• TASK DIRECTIONS: Can you output the records below exactly as they are written?

• Entries from a pointing dataset:
──────────
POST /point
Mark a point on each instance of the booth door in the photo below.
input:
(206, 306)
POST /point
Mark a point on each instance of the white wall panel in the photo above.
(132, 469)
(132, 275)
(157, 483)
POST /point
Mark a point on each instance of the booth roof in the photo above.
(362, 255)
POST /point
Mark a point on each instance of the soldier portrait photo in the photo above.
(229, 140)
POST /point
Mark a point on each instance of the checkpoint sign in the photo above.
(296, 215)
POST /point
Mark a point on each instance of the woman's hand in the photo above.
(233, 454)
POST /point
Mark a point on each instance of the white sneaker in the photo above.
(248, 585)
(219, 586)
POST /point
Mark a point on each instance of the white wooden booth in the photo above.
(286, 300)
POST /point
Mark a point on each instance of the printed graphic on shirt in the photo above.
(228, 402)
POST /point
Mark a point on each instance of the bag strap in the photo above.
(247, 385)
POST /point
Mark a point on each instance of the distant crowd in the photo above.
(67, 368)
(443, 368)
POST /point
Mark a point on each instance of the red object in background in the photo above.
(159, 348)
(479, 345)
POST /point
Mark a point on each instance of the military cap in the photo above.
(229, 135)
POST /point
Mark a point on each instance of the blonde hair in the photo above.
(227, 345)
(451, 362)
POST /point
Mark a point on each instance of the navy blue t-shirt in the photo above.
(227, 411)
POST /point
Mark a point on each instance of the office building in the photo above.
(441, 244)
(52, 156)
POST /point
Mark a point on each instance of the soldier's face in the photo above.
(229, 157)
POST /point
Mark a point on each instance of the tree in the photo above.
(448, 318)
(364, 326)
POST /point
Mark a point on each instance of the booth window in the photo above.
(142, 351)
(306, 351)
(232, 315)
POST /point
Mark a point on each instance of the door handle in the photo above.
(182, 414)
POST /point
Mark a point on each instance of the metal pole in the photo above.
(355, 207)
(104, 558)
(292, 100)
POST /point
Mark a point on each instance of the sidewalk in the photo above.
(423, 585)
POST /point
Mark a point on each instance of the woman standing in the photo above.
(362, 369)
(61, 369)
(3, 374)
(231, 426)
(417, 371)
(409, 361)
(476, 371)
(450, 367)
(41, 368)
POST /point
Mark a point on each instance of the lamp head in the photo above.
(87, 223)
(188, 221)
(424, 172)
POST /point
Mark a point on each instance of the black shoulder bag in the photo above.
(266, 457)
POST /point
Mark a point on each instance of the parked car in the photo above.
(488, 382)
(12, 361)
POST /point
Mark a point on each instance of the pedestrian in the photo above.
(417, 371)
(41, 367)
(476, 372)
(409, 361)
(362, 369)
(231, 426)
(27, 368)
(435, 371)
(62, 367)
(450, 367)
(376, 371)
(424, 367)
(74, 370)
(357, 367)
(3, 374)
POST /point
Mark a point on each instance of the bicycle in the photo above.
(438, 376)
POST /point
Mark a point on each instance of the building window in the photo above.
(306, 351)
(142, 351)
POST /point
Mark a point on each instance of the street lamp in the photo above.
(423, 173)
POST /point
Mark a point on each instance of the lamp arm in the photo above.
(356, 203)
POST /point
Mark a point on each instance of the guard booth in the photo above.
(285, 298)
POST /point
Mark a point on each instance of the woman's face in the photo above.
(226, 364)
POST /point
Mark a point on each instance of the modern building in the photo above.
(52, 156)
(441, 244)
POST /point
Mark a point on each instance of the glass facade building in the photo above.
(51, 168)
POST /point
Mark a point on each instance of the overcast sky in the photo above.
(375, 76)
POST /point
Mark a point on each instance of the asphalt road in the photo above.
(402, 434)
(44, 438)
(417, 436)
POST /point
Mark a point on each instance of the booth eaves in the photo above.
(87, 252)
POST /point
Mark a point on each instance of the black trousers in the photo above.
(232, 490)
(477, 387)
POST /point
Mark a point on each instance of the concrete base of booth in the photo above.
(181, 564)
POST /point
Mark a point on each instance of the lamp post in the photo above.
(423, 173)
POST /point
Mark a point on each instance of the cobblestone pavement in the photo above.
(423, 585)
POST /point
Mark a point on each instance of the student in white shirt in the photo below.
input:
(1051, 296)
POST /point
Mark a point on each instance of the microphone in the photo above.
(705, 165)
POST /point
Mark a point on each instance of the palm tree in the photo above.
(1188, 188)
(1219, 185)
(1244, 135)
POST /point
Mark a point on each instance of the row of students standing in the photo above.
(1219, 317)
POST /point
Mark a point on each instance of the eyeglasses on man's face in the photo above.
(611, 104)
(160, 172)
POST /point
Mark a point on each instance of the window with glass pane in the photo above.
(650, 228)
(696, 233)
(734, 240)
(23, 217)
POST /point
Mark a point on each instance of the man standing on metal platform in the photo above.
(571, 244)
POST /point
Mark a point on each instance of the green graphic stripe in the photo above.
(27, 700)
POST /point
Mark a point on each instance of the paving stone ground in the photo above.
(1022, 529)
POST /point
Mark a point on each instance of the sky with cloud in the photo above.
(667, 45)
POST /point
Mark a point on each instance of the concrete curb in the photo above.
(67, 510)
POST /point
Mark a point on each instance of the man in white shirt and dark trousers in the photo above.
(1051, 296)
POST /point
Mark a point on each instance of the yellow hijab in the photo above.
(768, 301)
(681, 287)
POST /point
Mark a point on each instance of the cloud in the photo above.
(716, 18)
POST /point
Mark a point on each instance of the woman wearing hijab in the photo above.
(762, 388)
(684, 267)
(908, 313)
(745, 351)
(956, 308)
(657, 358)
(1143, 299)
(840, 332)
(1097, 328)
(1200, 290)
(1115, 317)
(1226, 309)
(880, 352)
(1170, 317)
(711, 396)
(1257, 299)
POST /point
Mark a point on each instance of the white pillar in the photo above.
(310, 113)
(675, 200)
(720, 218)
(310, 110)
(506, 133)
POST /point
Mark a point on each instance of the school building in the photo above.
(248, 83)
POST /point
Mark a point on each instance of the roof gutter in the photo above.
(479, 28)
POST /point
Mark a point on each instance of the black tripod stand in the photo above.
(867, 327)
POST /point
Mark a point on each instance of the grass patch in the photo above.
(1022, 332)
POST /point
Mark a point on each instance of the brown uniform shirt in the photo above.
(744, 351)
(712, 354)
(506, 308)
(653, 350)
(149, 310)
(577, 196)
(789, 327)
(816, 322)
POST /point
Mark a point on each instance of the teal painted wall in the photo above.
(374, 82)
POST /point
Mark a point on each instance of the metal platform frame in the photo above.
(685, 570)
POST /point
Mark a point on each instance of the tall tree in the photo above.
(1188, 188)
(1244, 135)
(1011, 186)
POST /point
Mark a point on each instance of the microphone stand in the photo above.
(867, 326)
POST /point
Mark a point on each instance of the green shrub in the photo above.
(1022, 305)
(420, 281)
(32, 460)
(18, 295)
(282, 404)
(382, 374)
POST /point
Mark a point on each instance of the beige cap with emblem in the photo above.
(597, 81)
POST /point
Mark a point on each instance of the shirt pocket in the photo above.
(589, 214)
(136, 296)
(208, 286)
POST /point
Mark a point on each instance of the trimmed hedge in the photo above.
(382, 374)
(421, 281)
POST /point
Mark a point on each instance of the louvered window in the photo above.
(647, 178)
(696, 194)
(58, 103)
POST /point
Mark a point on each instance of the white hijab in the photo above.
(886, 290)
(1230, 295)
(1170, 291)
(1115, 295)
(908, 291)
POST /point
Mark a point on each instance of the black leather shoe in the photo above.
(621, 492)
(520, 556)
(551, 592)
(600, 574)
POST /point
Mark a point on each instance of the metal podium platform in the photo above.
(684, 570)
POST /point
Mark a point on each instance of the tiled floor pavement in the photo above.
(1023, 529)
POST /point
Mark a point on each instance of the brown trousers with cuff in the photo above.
──────────
• TASK ANSWER:
POST /point
Mark a point on each instance of the booth door in the photo below.
input:
(206, 306)
POST /point
Mark a point on each instance of the white wall panel in the photo above.
(132, 469)
(132, 275)
(157, 483)
POST /point
Mark a point on each instance of the booth roof in the photo above.
(362, 255)
POST /point
Mark a point on each instance of the soldier portrait photo in the photo above.
(229, 140)
POST /point
Mark a point on each instance of the checkpoint sign in the photo above.
(296, 215)
POST /point
Mark a point on each instance of the woman's hand in the photo above.
(233, 454)
POST /point
Mark a point on each instance of the white sneaker in the photo above.
(248, 585)
(219, 586)
POST /point
Mark a point on each instance of the white wooden booth in the photo above.
(286, 300)
POST /point
Mark a point on each instance of the printed graphic on shirt in the photo above.
(228, 402)
POST /point
Mark a point on each instance of the bag strap in the photo above.
(247, 385)
POST /point
Mark a point on each instance of the distant crowd in the photo above.
(67, 368)
(443, 368)
POST /point
Mark a point on each instance of the red object in background in the photo above.
(159, 348)
(479, 345)
POST /point
Mark a point on each instance of the military cap in the photo above.
(229, 135)
POST /point
Mark a point on each instance of the blonde hair in the photo above.
(227, 345)
(451, 362)
POST /point
Mark a point on each instance of the navy blue t-shirt in the photo above.
(227, 411)
POST /point
Mark a point on each instance of the office building in the photo above.
(441, 244)
(52, 156)
POST /point
Mark a point on each instance of the soldier's face in the photo above.
(229, 157)
POST /point
Mark a point on each instance of the tree in the photo above.
(448, 318)
(364, 326)
POST /point
Mark a point on each instance of the booth window in the photo above.
(142, 351)
(306, 351)
(232, 315)
POST /point
Mark a point on each instance of the door handle in the photo above.
(182, 414)
POST /point
Mark a point on each instance of the metal pole in the photo above.
(355, 207)
(104, 558)
(292, 100)
POST /point
Mark a point on each instance of the sidewalk in the photo above.
(423, 585)
POST /point
Mark a point on each instance of the woman standing in the photo above.
(362, 369)
(61, 369)
(3, 374)
(231, 426)
(417, 371)
(409, 361)
(476, 371)
(450, 367)
(41, 368)
POST /point
Mark a point on each instance of the lamp head in the photo above.
(87, 223)
(188, 221)
(424, 172)
POST /point
Mark a point on each instance of the black shoulder bag in the photo above.
(266, 457)
POST /point
Mark a point on each instance of the parked car in the photo above.
(488, 382)
(12, 361)
POST /point
Mark a point on each instance of the pedestrian in the photo above.
(417, 371)
(41, 367)
(476, 372)
(409, 361)
(362, 369)
(231, 426)
(27, 368)
(435, 371)
(62, 367)
(450, 367)
(376, 371)
(424, 367)
(74, 370)
(357, 367)
(3, 374)
POST /point
Mark a point on each instance of the bicycle in the photo above.
(438, 376)
POST /point
Mark a point on each instance of the building window in the photo above.
(306, 351)
(142, 351)
POST /point
Mark a point on each instance of the street lamp in the photo above.
(423, 173)
POST /point
Mark a point on each instance of the lamp arm in the photo above.
(356, 203)
POST /point
Mark a point on each instance of the guard booth in the photo above.
(285, 298)
POST /point
Mark a point on each instance of the woman's face in the photo above.
(226, 364)
POST /point
Mark a point on each instance of the modern building in the photo above.
(52, 156)
(441, 244)
POST /point
Mark a point on each instance of the glass facade building in the photo above.
(51, 168)
POST /point
Mark a point on each instance of the overcast sky in the photo above.
(375, 76)
POST /point
Mark a point on each instance of the asphalt road in the photo above.
(402, 434)
(44, 438)
(417, 436)
POST /point
Mark a point on each instance of the booth eaves in the photo above.
(87, 252)
POST /point
Mark a point on each instance of the black trousers in the photo above.
(232, 490)
(477, 387)
POST /point
Mark a point on each instance of the concrete base of booth in the photo above.
(181, 564)
POST /point
Mark a point on each instance of the lamp post in the photo above.
(423, 173)
POST /point
Mark a point on each instance of the cobblestone pavement in the photo above.
(423, 585)
POST /point
Mark a point on each instance of the student in white shirt in the photo below.
input:
(1051, 296)
POST /point
Mark a point on each instance of the microphone in the photo above.
(705, 165)
POST /point
Mark a point on each instance of the palm tree in the photo above.
(1188, 188)
(1219, 185)
(1244, 135)
POST /point
Mark a point on each instance of the row of students standing in the photo above.
(1219, 317)
POST /point
Mark a point on each instance of the eyeglasses on man's face in the photo above.
(611, 104)
(160, 172)
POST /point
Mark a point on each instance of the window with glass pane in the photo above.
(650, 228)
(696, 233)
(734, 240)
(23, 217)
POST /point
Mark a point on each instance of the man standing on metal platform in the photo above.
(571, 244)
POST /point
Mark a point on each instance of the green graphic stripe in the photo above.
(27, 700)
POST /point
Mark a point on each instance of the paving stone ground in the photo above.
(1022, 529)
POST /point
Mark a point on each instance of the sky with cloud in the photo above.
(667, 45)
POST /point
Mark a point on each instance of the concrete curb in the photo above.
(67, 510)
POST /point
Mark a point on each instance of the man in white shirt and dark trousers in the photo above.
(1051, 296)
POST /point
Mark a point on each instance of the yellow hijab in the photo above.
(768, 301)
(681, 287)
POST /point
Mark a point on each instance of the cloud in the photo above.
(716, 18)
POST /point
Mark a point on each instance of the woman wearing hijab in the photo above.
(762, 388)
(684, 267)
(908, 313)
(745, 351)
(956, 308)
(657, 358)
(1143, 299)
(840, 332)
(1097, 328)
(1200, 290)
(1115, 317)
(1226, 309)
(880, 352)
(1170, 317)
(711, 396)
(1257, 299)
POST /point
Mark a point on each instance of the white pillar in the photo above.
(310, 113)
(675, 200)
(720, 218)
(310, 110)
(506, 133)
POST /point
Mark a point on each instance of the school building in the photo above.
(248, 83)
POST /point
Mark a point on each instance of the roof gutter in the photo above.
(479, 28)
POST /point
Mark a point on each instance of the black tripod stand in the photo above.
(867, 327)
POST /point
Mark a point on each instance of the grass patch in the photo above.
(1022, 332)
POST /point
Mark a point on each instance of the brown uniform shirt in the photo above.
(744, 351)
(712, 354)
(506, 308)
(653, 350)
(149, 310)
(577, 196)
(789, 327)
(816, 322)
POST /point
Mark a point on each instance of the teal painted wall in the photo above.
(374, 82)
POST /point
Mark a point on each instance of the metal platform frame in the photo above.
(685, 570)
POST /point
Mark a point on each instance of the tall tree in the photo above.
(1188, 188)
(1244, 135)
(1011, 186)
POST /point
Mark a point on each instance of the microphone stand in the photo above.
(867, 326)
POST /point
Mark a point on each instance of the green shrub in the photo above.
(1022, 305)
(420, 281)
(32, 460)
(18, 295)
(282, 404)
(382, 374)
POST /point
Mark a point on each instance of the beige cap with emblem in the photo above.
(597, 81)
POST /point
Mark a point on each instance of the shirt pocket in the photo above.
(589, 214)
(136, 296)
(208, 286)
POST /point
Mark a point on each instance of the trimmed hedge in the photo above.
(382, 374)
(421, 281)
POST /point
Mark a point on each instance of the louvered window in the photo above.
(647, 178)
(696, 194)
(58, 103)
POST /point
Mark a point on each instance of the white hijab in the photo above.
(886, 290)
(1230, 295)
(1170, 291)
(1115, 295)
(908, 291)
POST /point
Mark a point on each instance of the black leather shoe in the photo above.
(621, 492)
(520, 556)
(551, 592)
(600, 574)
POST /point
Mark a point on each instance of the metal podium platform in the photo above.
(684, 570)
POST /point
Mark a point on each instance of the tiled floor pavement in the photo above.
(1023, 529)
POST /point
Mark a point on each instance of the brown trousers with cuff in the photo above.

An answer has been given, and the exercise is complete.